### EXERCISE
Pick out and copy every line below that has the word "suit".

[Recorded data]
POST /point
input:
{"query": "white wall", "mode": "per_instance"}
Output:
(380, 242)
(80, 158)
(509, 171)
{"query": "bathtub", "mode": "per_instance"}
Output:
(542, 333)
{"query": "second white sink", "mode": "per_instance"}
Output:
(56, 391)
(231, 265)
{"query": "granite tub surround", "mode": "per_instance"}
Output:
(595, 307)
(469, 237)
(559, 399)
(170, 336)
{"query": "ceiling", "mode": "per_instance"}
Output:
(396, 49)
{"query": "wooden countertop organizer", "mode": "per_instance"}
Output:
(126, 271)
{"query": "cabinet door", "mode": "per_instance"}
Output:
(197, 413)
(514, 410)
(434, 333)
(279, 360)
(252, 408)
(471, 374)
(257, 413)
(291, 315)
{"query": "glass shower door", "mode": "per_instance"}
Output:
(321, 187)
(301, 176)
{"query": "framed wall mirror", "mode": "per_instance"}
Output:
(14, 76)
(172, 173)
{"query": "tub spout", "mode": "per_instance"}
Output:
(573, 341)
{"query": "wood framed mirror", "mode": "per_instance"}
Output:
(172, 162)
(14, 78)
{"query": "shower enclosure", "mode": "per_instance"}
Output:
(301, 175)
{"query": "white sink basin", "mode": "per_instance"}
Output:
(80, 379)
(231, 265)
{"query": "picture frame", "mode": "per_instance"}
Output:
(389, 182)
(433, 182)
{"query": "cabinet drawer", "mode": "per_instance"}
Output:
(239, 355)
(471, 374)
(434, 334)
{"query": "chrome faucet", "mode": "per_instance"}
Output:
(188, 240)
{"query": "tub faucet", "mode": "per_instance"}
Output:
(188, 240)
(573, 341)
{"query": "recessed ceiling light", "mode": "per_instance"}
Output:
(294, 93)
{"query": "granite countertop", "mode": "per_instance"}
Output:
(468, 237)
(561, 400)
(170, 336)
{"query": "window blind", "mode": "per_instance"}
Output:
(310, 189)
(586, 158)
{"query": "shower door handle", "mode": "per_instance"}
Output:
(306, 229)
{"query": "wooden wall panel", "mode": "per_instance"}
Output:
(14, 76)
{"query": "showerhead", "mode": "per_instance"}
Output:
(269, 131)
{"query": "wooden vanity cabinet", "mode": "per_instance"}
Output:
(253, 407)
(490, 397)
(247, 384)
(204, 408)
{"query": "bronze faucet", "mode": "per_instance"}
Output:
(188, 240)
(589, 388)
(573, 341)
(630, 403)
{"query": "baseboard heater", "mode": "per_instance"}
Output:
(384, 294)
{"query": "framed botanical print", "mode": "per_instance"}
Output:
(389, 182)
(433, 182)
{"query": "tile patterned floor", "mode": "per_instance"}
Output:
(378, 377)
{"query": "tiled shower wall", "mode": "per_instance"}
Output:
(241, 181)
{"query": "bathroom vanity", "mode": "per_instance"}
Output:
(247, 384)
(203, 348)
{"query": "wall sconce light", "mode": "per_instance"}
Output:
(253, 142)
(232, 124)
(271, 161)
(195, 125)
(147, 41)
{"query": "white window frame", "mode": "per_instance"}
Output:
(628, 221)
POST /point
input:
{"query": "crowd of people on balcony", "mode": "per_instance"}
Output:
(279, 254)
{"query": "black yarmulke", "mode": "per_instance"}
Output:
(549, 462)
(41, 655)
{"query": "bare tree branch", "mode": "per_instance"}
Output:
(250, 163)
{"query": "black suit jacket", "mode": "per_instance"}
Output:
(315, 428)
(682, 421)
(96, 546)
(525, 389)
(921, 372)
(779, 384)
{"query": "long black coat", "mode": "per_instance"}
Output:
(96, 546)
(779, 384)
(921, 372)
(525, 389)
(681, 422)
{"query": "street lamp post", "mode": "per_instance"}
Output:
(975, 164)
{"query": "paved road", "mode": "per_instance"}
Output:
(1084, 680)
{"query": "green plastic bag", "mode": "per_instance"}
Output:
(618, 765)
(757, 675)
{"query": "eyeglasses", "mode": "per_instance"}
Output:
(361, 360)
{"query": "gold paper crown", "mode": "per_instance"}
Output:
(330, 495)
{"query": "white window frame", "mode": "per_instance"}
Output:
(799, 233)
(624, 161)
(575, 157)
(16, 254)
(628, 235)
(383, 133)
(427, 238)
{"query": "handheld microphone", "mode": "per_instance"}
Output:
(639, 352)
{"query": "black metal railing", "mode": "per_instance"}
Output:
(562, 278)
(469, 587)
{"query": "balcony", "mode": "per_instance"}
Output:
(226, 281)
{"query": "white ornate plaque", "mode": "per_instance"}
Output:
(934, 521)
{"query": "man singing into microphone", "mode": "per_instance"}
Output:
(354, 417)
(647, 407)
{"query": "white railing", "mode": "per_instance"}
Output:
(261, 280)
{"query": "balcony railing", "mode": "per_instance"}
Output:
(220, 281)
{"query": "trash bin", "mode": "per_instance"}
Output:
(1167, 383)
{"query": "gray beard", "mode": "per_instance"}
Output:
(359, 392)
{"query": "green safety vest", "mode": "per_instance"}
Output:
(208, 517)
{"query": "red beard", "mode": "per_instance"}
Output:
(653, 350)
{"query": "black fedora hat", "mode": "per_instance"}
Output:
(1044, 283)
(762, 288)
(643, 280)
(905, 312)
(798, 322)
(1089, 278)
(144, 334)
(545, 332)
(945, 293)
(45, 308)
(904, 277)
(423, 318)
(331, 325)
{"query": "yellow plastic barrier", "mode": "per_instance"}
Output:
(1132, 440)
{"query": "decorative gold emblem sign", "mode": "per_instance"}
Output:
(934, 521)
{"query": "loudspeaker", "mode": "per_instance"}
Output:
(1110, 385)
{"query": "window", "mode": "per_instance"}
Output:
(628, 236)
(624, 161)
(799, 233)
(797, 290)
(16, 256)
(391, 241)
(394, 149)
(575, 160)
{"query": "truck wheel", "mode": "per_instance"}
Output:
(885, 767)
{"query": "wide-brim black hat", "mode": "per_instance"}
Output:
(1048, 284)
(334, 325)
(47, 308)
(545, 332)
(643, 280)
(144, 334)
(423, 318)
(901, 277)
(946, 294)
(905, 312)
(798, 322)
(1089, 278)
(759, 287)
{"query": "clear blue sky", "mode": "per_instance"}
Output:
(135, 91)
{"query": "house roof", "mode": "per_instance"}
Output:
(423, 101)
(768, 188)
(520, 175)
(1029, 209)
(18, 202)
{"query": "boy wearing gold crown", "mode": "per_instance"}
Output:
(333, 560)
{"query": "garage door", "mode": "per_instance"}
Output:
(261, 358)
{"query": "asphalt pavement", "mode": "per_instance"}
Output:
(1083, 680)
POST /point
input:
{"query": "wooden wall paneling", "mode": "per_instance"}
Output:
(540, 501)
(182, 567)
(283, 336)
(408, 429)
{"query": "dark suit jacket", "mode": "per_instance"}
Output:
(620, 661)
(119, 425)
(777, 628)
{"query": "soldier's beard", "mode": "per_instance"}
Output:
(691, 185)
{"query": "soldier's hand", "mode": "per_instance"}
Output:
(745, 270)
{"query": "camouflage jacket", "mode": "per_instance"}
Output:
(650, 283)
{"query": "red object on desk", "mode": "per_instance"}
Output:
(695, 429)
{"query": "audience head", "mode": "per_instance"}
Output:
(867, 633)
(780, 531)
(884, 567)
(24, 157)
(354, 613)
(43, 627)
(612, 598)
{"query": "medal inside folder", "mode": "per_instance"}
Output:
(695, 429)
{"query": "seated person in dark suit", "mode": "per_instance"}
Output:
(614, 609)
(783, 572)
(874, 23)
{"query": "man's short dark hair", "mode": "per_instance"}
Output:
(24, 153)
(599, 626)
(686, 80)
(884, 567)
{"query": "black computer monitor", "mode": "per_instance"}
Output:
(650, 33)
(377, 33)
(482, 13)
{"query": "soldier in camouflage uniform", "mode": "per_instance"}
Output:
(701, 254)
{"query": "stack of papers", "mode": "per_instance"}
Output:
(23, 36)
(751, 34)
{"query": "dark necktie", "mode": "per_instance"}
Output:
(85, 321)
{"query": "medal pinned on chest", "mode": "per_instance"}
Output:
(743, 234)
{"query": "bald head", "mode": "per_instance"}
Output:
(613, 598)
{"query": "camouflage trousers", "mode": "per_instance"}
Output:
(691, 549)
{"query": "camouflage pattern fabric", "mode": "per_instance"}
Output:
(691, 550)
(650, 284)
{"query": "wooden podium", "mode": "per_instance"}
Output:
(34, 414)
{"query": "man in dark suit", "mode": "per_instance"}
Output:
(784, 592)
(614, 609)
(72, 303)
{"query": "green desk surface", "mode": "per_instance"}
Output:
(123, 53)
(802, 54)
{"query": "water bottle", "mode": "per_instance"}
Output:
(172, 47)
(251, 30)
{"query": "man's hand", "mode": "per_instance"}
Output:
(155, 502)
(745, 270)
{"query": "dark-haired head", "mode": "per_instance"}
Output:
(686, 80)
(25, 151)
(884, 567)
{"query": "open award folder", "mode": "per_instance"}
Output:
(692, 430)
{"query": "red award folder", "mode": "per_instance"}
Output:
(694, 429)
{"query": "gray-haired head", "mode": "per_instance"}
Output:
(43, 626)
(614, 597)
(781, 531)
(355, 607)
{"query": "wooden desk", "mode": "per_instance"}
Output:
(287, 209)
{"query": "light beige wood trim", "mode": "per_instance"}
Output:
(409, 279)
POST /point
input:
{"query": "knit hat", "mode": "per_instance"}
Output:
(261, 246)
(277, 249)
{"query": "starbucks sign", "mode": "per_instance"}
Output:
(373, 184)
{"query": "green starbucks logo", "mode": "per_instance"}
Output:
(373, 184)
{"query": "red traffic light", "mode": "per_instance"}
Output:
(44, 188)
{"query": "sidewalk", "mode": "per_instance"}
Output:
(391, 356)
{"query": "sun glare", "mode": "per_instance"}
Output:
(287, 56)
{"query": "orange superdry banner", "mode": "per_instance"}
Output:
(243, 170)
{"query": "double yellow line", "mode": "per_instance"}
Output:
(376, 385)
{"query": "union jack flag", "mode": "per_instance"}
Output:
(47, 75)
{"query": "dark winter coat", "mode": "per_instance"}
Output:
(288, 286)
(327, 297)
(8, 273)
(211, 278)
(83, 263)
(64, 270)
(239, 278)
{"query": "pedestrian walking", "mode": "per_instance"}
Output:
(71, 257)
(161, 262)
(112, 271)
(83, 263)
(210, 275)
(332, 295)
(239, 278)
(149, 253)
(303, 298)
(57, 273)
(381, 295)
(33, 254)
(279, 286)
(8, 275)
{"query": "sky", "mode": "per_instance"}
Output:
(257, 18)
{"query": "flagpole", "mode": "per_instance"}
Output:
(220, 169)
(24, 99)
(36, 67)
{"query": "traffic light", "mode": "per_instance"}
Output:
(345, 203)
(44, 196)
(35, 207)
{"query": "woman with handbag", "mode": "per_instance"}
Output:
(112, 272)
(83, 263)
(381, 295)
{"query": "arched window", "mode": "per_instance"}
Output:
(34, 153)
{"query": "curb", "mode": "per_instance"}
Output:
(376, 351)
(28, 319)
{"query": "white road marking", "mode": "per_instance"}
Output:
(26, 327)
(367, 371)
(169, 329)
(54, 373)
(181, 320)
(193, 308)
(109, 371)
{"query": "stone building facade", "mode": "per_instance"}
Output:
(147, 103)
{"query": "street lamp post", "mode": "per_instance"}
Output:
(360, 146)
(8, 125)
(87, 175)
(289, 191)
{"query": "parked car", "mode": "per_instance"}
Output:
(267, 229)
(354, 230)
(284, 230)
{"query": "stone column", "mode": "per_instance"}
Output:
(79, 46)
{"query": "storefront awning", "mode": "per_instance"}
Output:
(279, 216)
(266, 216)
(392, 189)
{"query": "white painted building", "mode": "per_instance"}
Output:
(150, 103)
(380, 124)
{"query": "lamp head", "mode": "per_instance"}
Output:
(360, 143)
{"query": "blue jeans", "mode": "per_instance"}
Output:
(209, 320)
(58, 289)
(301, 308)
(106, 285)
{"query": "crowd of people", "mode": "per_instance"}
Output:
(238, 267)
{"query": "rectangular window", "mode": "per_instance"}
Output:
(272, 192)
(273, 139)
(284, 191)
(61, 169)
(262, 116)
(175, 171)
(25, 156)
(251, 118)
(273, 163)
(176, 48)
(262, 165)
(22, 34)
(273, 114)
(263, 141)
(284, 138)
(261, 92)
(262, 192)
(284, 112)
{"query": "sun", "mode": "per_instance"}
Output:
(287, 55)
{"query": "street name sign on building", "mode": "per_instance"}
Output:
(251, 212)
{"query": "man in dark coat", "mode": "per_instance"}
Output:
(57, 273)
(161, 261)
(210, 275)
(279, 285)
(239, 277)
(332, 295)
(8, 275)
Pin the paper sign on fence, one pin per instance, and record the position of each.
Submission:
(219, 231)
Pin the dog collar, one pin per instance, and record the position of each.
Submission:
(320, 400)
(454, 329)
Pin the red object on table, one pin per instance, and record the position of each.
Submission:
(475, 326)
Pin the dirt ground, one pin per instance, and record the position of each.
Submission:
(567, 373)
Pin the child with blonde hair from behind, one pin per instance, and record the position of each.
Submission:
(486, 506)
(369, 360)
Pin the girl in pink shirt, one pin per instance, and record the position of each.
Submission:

### RESULT FOR THIS TASK
{"query": "black suit jacket", "mode": "per_instance"}
{"query": "dark suit jacket", "mode": "per_instance"}
{"query": "seated person in dark suit", "mode": "per_instance"}
{"query": "man in dark suit", "mode": "per_instance"}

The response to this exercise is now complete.